[Items from a labeling collection]

◆ ◆ ◆ ◆

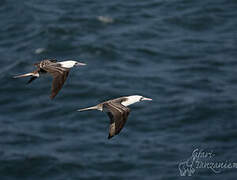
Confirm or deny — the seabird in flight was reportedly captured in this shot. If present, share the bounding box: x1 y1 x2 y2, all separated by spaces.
78 95 152 139
14 59 86 99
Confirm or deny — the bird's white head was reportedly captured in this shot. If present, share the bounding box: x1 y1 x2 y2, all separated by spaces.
121 95 152 106
59 60 86 68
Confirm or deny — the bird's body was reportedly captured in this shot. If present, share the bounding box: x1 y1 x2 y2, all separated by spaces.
14 59 86 99
79 95 152 139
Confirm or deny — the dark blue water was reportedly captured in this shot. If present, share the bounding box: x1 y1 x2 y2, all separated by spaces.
0 0 237 180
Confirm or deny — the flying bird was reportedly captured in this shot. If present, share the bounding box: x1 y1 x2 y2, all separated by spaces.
14 59 86 99
78 95 152 139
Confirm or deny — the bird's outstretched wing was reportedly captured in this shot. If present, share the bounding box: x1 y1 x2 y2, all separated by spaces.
41 63 69 99
104 102 130 139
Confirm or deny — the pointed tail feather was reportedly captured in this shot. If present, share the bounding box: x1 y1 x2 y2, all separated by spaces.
13 73 35 78
77 106 98 111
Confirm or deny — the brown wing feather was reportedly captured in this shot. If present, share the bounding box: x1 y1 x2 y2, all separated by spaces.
50 70 69 99
104 102 130 139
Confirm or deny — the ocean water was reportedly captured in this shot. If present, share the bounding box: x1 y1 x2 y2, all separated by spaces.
0 0 237 180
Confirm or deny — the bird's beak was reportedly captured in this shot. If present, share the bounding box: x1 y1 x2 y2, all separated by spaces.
76 62 86 66
142 97 152 101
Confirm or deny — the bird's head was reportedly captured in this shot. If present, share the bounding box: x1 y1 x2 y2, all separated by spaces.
122 95 152 106
60 60 86 68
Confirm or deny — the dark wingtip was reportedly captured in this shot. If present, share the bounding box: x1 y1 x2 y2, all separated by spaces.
108 134 113 139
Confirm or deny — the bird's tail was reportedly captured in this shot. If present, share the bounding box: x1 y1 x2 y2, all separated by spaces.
13 73 36 78
77 106 98 111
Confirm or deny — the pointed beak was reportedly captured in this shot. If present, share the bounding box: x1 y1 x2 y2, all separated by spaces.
76 62 86 66
142 97 152 101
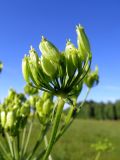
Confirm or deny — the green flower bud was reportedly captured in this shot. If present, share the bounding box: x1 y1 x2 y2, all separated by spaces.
65 41 79 67
85 67 99 88
36 99 44 116
20 103 30 117
8 89 16 100
1 111 6 127
66 55 76 77
76 25 91 53
22 56 30 83
43 99 52 115
29 61 41 86
5 111 16 129
29 96 36 106
39 37 60 63
29 47 39 67
24 84 38 95
41 57 58 78
42 92 53 101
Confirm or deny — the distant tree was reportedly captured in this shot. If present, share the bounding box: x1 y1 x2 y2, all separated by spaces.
112 105 118 120
89 101 95 118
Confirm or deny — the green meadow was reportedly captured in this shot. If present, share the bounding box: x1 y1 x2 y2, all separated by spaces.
52 119 120 160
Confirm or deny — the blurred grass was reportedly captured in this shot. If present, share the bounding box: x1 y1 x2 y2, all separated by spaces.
0 119 120 160
52 119 120 160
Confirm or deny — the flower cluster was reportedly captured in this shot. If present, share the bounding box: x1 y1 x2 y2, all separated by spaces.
22 25 92 98
0 89 30 136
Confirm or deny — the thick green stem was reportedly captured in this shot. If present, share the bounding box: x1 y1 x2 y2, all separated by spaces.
23 121 33 155
95 152 101 160
43 98 64 160
26 128 48 160
20 127 27 160
44 136 52 160
5 133 14 160
0 141 11 160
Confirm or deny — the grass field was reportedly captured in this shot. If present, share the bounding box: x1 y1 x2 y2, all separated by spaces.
52 119 120 160
0 119 120 160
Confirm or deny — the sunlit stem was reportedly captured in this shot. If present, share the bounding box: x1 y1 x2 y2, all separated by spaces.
95 152 101 160
55 88 90 143
43 97 64 160
44 136 52 160
5 133 14 160
23 121 33 155
0 141 11 160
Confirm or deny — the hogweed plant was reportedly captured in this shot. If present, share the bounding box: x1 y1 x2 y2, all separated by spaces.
0 25 99 160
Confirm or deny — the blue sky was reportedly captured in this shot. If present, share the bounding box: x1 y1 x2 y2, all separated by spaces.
0 0 120 101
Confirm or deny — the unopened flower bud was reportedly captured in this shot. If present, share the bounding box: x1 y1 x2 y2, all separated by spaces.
29 47 39 67
20 103 30 117
5 111 15 129
39 37 60 63
36 99 44 116
66 55 76 77
65 41 80 67
1 111 6 127
22 56 30 83
41 57 57 78
42 92 53 101
29 60 40 86
76 25 90 53
43 99 52 115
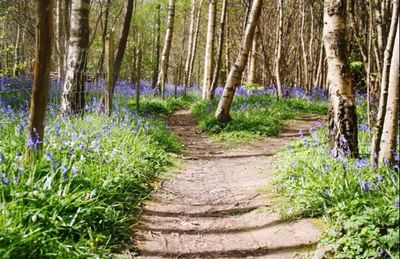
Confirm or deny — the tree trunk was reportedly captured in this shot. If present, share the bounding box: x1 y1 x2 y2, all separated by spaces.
379 18 400 163
112 0 134 93
25 0 53 159
151 4 161 89
210 0 228 99
215 0 262 123
183 0 196 93
202 0 217 100
156 0 175 98
371 0 399 166
247 29 259 84
324 0 358 157
188 0 203 86
275 0 283 98
61 0 90 115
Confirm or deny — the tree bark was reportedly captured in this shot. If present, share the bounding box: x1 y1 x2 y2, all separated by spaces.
112 0 134 93
156 0 175 98
379 18 400 163
151 4 161 89
275 0 283 98
26 0 53 159
324 0 358 157
210 0 228 99
61 0 90 115
202 0 217 100
371 0 399 166
371 0 399 166
215 0 262 123
183 0 196 92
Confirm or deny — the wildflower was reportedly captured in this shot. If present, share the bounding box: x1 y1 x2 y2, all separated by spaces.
359 180 368 192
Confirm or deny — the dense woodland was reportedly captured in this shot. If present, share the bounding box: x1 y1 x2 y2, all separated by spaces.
0 0 400 258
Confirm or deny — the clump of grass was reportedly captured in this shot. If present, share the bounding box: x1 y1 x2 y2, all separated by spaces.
274 105 400 258
192 94 327 142
0 103 181 258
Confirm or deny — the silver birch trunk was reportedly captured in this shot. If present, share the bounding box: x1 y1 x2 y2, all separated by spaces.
275 0 283 98
156 0 175 98
379 18 400 163
202 0 217 100
371 0 399 166
61 0 90 115
215 0 263 123
324 0 358 157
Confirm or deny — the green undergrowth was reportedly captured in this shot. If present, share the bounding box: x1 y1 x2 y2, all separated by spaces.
274 105 400 258
192 94 327 142
0 105 181 258
129 94 198 116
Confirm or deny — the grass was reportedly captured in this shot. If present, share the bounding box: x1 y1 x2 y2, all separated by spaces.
274 102 400 258
192 94 327 143
0 101 181 258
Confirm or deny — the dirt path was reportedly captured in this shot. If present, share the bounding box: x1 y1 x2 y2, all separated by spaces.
135 110 320 258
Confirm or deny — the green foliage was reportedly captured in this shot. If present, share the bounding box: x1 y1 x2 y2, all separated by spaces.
274 116 400 258
192 94 326 142
0 105 180 258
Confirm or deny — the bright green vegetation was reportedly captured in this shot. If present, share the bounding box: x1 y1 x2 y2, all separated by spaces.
192 94 327 142
274 105 400 258
0 105 181 258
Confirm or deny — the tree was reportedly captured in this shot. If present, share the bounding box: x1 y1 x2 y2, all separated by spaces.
371 0 399 166
202 0 217 100
210 0 228 99
215 0 263 123
379 18 400 163
26 0 53 160
112 0 134 93
275 0 283 97
61 0 90 115
156 0 175 98
324 0 358 157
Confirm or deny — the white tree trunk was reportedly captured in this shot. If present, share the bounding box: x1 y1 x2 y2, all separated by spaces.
215 0 262 122
324 0 358 157
202 0 217 100
379 18 400 163
61 0 90 115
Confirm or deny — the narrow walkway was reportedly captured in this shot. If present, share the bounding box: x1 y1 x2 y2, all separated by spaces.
135 110 320 258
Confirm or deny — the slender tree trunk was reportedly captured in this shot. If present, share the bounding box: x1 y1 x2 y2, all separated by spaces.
215 0 262 123
156 0 175 98
96 0 111 79
61 0 90 115
210 0 228 99
25 0 53 159
56 0 64 80
188 0 203 88
13 24 21 77
151 4 161 89
379 18 400 163
275 0 283 98
202 0 217 100
247 29 259 84
183 0 196 93
324 0 358 157
300 1 308 91
112 0 134 92
371 0 399 166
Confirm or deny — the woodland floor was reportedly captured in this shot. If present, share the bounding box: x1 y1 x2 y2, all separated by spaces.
130 110 321 258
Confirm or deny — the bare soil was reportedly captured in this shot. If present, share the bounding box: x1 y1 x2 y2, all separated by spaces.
135 110 321 258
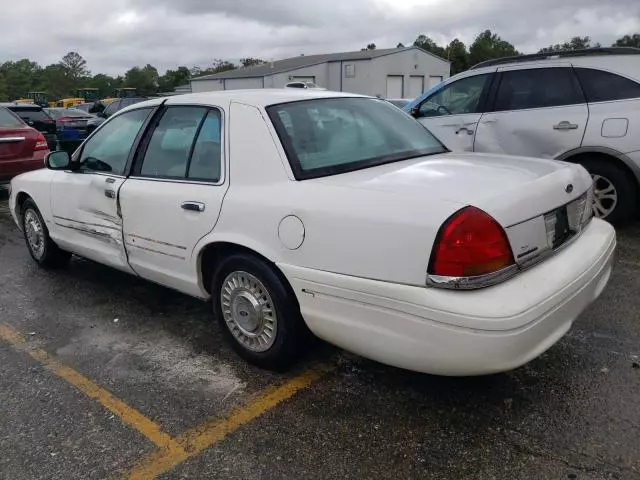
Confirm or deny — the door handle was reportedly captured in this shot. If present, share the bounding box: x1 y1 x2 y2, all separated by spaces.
553 120 578 130
456 127 473 135
180 202 205 212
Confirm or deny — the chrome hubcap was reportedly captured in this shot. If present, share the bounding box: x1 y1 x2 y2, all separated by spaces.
591 174 618 218
220 272 278 352
24 210 44 259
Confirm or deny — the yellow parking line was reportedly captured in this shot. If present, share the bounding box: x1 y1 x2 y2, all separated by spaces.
125 369 325 480
0 323 183 455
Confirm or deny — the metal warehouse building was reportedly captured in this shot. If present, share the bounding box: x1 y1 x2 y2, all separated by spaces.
191 47 450 98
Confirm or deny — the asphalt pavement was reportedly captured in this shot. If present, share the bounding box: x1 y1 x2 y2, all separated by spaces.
0 188 640 480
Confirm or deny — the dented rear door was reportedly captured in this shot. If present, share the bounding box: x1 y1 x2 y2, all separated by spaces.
51 108 153 272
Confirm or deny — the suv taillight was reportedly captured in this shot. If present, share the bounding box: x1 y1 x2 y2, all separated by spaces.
429 207 515 278
33 132 49 152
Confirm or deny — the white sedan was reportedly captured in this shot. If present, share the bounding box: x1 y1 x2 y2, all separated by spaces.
10 89 616 375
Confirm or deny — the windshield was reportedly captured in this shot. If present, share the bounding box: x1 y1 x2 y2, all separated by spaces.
267 98 446 180
0 107 25 128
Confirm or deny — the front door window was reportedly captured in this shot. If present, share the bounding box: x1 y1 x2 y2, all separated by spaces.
420 74 489 117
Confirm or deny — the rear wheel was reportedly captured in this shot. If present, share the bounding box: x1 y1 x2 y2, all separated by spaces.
21 199 71 268
211 253 308 370
580 158 638 225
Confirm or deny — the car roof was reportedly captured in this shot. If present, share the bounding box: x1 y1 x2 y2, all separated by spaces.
0 102 42 110
127 88 371 109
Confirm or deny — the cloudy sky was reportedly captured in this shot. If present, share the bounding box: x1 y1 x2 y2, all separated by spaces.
0 0 640 74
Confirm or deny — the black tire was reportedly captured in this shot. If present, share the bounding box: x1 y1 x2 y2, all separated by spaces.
211 253 310 371
20 198 71 269
580 157 638 226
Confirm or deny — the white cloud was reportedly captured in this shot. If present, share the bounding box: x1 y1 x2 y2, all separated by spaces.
0 0 640 74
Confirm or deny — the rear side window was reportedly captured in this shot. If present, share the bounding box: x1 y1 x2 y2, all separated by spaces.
140 107 207 178
575 68 640 102
493 68 585 111
0 107 24 128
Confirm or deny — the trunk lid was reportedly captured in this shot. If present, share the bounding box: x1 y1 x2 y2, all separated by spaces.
316 153 591 228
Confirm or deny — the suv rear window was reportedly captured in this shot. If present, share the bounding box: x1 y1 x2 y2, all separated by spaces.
494 67 585 111
0 107 24 128
9 108 51 122
575 68 640 102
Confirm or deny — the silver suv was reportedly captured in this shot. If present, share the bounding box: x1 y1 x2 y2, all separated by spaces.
405 48 640 224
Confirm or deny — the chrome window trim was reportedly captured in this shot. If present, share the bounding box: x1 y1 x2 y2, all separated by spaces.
426 190 593 290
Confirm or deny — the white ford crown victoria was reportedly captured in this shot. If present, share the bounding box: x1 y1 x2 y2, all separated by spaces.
10 89 616 375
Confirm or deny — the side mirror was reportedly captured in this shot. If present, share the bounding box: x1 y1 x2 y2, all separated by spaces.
44 150 71 170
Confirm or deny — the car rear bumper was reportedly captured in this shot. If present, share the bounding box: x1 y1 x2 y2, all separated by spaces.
0 150 49 183
279 219 616 376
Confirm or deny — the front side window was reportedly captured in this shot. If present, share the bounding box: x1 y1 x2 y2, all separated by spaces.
575 68 640 102
267 98 446 180
80 108 152 175
494 67 585 112
140 107 207 178
420 74 490 117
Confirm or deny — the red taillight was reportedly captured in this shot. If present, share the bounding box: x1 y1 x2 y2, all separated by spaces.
33 132 49 152
429 207 514 277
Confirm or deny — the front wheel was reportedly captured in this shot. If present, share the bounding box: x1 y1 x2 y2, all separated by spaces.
580 159 638 225
211 254 308 370
22 199 71 268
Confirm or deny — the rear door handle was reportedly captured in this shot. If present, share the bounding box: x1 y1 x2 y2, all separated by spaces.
180 201 205 212
553 120 578 130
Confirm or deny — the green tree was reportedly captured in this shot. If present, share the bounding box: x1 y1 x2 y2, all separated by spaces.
0 58 42 100
413 34 447 58
158 67 191 92
446 38 469 75
60 52 91 84
88 73 122 98
538 37 600 53
124 64 159 95
612 33 640 48
240 57 267 67
469 30 519 65
38 63 75 100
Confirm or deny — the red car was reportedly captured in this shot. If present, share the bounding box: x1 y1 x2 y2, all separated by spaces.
0 107 49 184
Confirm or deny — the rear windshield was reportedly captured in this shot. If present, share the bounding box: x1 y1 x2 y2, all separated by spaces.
13 108 51 122
47 108 87 118
0 107 24 128
267 98 446 180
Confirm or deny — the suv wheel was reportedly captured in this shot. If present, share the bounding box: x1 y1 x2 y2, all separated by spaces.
580 158 638 225
211 253 308 370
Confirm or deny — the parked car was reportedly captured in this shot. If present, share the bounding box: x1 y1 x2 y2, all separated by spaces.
45 108 96 149
73 102 96 113
0 102 58 150
87 97 147 133
405 48 640 223
9 89 616 375
0 107 49 185
387 98 411 108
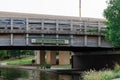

◆ ◆ ◆ ◆

== Problem details ==
Edit the items starting at the line containing "Confirm or deny — the door" and ending at the line containing "0 323 183 455", changing "yellow" to "white" and leaving everything else the same.

== Result for this task ==
Confirm or deny — the door handle was reportedly captured in this shot. If present, share the bounding box: x1 y1 x2 y2, all separated by spaces.
553 120 578 130
456 127 473 135
180 202 205 212
Confirm or deny — the chrome hubcap was reportedly captured in this shot. If present, share the bounding box: x1 y1 x2 y2, all separated by spaces.
591 174 618 218
220 272 278 352
24 210 44 259
Confirm or deny — the white parking line was reportedly captured in this shot. If present, share the bounding box: x1 y1 x2 y2, all separated by spaces.
125 369 325 480
0 323 183 455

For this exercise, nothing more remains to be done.